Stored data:
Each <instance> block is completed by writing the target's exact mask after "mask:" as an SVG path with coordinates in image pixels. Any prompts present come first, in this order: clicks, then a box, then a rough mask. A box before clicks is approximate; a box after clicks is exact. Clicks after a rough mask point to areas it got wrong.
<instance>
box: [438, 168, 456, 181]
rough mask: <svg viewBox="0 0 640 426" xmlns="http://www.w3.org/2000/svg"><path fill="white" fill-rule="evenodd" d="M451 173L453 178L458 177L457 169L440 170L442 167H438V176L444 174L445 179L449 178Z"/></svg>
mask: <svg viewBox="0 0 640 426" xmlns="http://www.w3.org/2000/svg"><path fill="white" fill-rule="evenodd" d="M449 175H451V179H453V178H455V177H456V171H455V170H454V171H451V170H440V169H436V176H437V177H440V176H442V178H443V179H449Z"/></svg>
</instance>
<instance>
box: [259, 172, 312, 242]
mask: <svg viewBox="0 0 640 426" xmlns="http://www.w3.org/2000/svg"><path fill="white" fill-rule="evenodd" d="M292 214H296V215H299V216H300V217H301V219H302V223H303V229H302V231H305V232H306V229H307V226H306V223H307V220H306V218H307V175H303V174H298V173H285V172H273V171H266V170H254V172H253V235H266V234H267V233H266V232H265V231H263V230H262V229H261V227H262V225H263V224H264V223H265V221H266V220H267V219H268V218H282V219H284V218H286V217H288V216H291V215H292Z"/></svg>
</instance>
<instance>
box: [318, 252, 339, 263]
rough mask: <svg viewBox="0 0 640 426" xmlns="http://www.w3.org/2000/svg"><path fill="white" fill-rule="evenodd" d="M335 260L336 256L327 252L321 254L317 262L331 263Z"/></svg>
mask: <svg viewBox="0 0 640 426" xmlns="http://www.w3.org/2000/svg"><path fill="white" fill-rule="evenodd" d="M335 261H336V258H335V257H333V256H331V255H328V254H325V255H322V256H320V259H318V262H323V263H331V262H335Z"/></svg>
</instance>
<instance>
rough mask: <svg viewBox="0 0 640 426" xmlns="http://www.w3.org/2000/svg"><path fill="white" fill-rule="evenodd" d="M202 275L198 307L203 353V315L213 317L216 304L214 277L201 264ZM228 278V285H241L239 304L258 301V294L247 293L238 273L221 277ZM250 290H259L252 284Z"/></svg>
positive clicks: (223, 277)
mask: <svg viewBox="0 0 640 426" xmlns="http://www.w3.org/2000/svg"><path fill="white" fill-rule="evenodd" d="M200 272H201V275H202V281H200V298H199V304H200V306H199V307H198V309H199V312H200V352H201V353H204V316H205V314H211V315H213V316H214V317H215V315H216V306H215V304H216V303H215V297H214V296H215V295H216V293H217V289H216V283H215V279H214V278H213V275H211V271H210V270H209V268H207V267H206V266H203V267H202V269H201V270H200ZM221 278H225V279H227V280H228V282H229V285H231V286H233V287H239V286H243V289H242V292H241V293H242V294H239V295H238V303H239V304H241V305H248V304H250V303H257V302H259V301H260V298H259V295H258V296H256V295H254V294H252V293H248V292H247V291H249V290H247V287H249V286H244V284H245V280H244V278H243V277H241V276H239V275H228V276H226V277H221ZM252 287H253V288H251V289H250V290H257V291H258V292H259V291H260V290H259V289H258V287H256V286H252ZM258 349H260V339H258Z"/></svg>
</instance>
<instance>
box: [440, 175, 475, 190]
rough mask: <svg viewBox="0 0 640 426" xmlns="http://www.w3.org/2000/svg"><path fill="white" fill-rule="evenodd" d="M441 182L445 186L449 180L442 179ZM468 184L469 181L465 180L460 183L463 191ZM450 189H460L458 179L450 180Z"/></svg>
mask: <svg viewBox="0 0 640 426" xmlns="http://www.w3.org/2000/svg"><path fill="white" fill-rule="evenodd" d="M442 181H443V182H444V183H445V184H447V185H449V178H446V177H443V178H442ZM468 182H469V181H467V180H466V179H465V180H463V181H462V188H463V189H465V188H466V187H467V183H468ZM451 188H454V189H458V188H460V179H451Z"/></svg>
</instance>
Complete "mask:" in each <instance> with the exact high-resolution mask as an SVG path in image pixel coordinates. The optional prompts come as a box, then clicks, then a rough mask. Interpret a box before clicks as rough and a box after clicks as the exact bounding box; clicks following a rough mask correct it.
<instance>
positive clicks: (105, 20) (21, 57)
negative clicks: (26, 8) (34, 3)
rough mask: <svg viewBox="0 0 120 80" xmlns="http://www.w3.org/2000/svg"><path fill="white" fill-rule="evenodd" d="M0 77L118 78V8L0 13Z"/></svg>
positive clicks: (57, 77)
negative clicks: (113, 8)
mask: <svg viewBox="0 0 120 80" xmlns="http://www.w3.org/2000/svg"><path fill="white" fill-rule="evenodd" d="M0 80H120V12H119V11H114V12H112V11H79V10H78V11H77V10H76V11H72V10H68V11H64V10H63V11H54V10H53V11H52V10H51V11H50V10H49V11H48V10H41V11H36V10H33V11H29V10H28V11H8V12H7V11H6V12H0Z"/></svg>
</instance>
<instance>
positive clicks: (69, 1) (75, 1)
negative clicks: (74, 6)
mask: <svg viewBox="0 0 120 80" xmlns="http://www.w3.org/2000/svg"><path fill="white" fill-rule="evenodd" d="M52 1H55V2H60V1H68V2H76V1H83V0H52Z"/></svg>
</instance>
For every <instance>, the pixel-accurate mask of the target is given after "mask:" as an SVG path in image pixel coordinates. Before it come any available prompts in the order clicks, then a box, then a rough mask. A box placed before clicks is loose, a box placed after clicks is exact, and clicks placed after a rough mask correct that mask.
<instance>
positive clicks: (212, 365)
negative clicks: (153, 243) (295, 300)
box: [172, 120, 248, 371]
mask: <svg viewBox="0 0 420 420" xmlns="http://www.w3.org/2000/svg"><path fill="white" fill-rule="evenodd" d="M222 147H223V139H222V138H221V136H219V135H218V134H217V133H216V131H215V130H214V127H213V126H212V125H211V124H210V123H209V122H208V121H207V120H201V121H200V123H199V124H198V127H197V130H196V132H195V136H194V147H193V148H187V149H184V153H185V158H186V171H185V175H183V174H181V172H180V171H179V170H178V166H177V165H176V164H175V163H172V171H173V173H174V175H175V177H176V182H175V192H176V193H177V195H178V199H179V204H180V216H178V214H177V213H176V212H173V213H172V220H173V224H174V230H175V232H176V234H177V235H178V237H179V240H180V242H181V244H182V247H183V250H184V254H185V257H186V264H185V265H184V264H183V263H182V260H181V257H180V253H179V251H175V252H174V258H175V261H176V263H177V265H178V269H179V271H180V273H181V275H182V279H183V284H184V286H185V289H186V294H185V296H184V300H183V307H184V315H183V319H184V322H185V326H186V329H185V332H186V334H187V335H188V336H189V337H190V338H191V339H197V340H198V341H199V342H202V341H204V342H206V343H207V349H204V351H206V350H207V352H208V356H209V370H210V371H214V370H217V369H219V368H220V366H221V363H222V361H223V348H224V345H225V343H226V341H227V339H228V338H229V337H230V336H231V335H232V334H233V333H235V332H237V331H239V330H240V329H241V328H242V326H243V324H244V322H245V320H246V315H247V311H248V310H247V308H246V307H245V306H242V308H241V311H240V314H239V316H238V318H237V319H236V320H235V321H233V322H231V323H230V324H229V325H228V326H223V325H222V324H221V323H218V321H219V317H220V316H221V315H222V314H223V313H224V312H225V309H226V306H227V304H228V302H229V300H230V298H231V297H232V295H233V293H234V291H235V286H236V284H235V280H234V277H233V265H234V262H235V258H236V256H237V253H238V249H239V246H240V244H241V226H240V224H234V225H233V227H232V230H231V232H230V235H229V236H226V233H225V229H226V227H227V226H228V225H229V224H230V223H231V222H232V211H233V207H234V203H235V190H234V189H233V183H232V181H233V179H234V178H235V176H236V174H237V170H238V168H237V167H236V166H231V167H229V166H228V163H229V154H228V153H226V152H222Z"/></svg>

Problem to solve:
Please count how many lines in the listing above contain the string "positive", matching case exactly, and reply with only that number.

Result:
5